__Work task__. Each record is to be written out exactly as it appears.

__Material shown__.
╭──

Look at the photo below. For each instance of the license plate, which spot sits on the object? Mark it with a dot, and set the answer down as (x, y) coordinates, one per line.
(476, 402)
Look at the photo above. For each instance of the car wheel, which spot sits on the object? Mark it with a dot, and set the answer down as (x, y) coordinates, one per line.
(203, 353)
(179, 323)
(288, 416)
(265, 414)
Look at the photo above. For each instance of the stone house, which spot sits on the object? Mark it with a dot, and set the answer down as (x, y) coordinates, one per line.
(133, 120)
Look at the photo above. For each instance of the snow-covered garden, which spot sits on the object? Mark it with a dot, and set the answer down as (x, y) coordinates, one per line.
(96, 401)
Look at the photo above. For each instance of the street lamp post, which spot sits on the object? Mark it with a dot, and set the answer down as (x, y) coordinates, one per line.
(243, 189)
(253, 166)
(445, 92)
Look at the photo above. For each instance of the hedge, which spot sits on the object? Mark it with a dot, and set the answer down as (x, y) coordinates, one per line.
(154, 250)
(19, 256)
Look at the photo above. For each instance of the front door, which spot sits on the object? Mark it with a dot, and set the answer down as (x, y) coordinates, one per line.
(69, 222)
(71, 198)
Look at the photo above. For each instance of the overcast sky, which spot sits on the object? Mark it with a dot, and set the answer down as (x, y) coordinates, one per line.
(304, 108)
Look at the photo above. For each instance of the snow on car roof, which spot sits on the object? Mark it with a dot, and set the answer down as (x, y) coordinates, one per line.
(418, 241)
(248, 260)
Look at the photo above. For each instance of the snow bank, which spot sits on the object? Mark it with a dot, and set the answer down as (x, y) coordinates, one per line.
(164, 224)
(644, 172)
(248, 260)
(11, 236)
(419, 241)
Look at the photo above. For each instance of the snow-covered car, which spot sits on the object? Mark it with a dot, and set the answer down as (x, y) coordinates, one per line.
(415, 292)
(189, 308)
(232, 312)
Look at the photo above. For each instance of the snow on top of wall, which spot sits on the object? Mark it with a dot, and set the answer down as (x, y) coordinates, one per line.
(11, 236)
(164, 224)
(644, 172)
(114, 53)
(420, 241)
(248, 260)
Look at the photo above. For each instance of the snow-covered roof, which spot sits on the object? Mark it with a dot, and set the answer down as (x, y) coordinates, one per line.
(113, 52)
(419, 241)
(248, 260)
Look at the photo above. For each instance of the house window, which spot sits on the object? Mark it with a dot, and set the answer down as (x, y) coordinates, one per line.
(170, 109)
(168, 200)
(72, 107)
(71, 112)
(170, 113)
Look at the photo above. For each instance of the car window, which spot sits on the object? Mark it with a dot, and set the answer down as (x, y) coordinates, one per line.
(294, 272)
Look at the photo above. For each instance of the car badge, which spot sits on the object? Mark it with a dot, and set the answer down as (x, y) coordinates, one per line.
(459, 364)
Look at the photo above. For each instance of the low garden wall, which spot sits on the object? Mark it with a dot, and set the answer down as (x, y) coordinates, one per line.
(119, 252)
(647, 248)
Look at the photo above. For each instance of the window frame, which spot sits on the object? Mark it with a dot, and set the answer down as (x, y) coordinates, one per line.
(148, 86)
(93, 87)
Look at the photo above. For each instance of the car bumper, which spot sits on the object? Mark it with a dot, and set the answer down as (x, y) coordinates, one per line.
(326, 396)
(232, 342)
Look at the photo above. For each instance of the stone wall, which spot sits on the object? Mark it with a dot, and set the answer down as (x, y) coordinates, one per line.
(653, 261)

╰──

__Exercise response__.
Look at the photo below. For each instance of the license plate, which spot sits on the object? Mark it with a dot, and set the answer down as (x, y) coordinates, one per line.
(476, 402)
Look at the photo above. For each instance of the car wheel, which spot sits on the object? Mark it with a dot, and set the answer down as (x, y) coordinates, one per line.
(203, 353)
(179, 323)
(288, 416)
(265, 414)
Look at the photo above. For each instance of the stone house, which spot sits on the object? Mark it with a dot, and set the answer down as (x, y) coordinates, one per line.
(133, 120)
Look at the photo above. For each instance of the snow-covered garden, which spot sits on the object? Mark it with a dot, and set the answer down as (x, y) coordinates, one per line.
(96, 401)
Look at the photo above. For each instance of the street lamp post, which spot sits on the object? Mark it with a dot, and set the answer down as (x, y) coordinates, one per line.
(243, 189)
(253, 166)
(445, 92)
Look at the photo above. For each instance of the hedge, which spot sits on the object? Mark it with a dot, and set the answer down as (x, y) coordinates, one per line.
(154, 250)
(19, 256)
Look at the photo above. For each instance of the front door, which spot sits on the object? Mark it with a dot, and set the answer down as (x, y) coordinates, one per line.
(69, 222)
(71, 198)
Look at the photo above. For each instance of the overcast sky, which spot sits on the object? Mark it with a dot, and set the answer down as (x, y) coordinates, one per line.
(304, 108)
Look at the photo above. For each instance of the snow on car roof, which spot sits on the object? Mark it with a dot, and set the answer down as (x, y) coordinates, one per line.
(418, 241)
(248, 260)
Look at the photo above. For each instance of the snow bank, which spot sits on the object? Mark it with a dot, and set the answer down as (x, y) coordinates, one per line.
(164, 224)
(644, 172)
(248, 260)
(11, 236)
(419, 241)
Look at the photo above. For each instance of the snow-covered car, which spot sits on the object? Mark it with a dot, and set the answer down as (x, y) coordinates, one per line.
(415, 292)
(189, 308)
(232, 312)
Look at the photo above. For each instance of the snow on top of wall, which spot sits on the object? Mark it with a dot, and set the answer down as (x, y) coordinates, one per line.
(11, 236)
(164, 224)
(644, 172)
(114, 53)
(420, 241)
(248, 260)
Look at the photo above. For each instance of the snow-covered roof, which spot sits on the object? Mark it with a dot, and set the answer down as (x, y) coordinates, one per line.
(113, 52)
(419, 241)
(248, 260)
Look at the photo above. For each instance of the house window, which spot sits on the object? Mark it with a dot, and set the answer down as (x, y) coordinates, one per line.
(170, 109)
(168, 200)
(72, 107)
(71, 112)
(170, 113)
Look at the photo above. For each instance of the car window, which spot sits on the object? Mark it with a dot, and set the answer down as (x, y) coordinates, one per line.
(294, 272)
Look at the photo above. For each instance of the car badge, which spot sits on the object? Mark it with a dot, and set the answer down as (x, y) coordinates, one per line.
(459, 364)
Look at the photo above. For each instance of the low garden wall, which spot sits on the object? Mark it with a dot, and set the answer down as (x, y) coordinates, one per line.
(119, 252)
(647, 248)
Look at the photo above. For each instance of the window frame, which spot sits on the object? Mark it with a dot, and set the answer down as (x, y) coordinates, one per line.
(148, 86)
(93, 87)
Look at the photo above. For each instance of the car bumper, which spot sits on the object? Mark it with a dot, and set the answer down as (x, y) coordinates, one per line.
(326, 396)
(232, 342)
Look at the photo above. For each instance of the stone wall, which spot sits on the object? Mark it with a dot, and set the answer down as (x, y) coordinates, one per line.
(653, 261)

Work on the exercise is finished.